● ENTRIES PROVIDED

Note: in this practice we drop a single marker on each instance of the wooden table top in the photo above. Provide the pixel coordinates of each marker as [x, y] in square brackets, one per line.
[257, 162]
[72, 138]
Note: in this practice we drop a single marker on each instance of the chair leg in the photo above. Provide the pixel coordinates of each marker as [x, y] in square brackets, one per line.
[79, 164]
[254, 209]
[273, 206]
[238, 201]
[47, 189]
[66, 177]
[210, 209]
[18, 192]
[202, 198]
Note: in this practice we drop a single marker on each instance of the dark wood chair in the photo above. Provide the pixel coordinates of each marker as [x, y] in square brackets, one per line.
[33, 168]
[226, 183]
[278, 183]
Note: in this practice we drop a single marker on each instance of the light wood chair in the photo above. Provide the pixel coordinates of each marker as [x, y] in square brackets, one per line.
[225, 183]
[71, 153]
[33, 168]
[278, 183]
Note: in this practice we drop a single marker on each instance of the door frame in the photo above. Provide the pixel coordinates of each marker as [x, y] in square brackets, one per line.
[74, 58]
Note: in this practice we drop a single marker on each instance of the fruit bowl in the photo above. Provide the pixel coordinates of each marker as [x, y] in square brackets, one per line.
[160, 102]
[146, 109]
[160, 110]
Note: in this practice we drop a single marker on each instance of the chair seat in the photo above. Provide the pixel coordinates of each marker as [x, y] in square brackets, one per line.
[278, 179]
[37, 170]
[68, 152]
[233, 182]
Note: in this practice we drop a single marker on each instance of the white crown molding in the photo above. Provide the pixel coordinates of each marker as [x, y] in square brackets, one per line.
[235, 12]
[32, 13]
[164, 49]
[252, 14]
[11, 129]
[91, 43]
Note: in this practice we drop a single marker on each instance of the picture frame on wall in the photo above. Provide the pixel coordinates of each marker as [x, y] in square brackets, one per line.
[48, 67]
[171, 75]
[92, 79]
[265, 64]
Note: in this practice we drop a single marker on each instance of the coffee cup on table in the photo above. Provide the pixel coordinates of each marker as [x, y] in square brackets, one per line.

--

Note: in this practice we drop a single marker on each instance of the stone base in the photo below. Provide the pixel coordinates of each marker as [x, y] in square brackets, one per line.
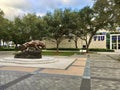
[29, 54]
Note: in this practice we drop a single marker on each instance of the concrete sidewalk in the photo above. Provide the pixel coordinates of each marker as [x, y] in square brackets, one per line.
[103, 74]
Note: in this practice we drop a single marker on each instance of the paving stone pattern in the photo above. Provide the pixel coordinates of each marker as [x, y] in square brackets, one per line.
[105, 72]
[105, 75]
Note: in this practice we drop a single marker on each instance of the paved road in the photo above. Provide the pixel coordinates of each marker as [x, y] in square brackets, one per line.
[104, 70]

--

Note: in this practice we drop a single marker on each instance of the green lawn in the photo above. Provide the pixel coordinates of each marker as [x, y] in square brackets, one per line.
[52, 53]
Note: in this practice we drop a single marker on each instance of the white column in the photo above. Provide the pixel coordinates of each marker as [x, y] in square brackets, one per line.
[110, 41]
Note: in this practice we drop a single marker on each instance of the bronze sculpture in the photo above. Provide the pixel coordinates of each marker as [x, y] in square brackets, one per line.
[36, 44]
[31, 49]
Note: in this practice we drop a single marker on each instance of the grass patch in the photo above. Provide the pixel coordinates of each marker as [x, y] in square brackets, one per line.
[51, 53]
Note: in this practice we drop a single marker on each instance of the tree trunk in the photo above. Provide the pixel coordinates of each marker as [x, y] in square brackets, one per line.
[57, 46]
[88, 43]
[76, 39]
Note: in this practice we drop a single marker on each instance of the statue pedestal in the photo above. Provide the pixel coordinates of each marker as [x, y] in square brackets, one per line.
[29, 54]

● WRITTEN REQUEST
How many lines of the records contain the string "pedestal"? Matching is case-sensitive. Reply with the number only.

● FULL ANSWER
1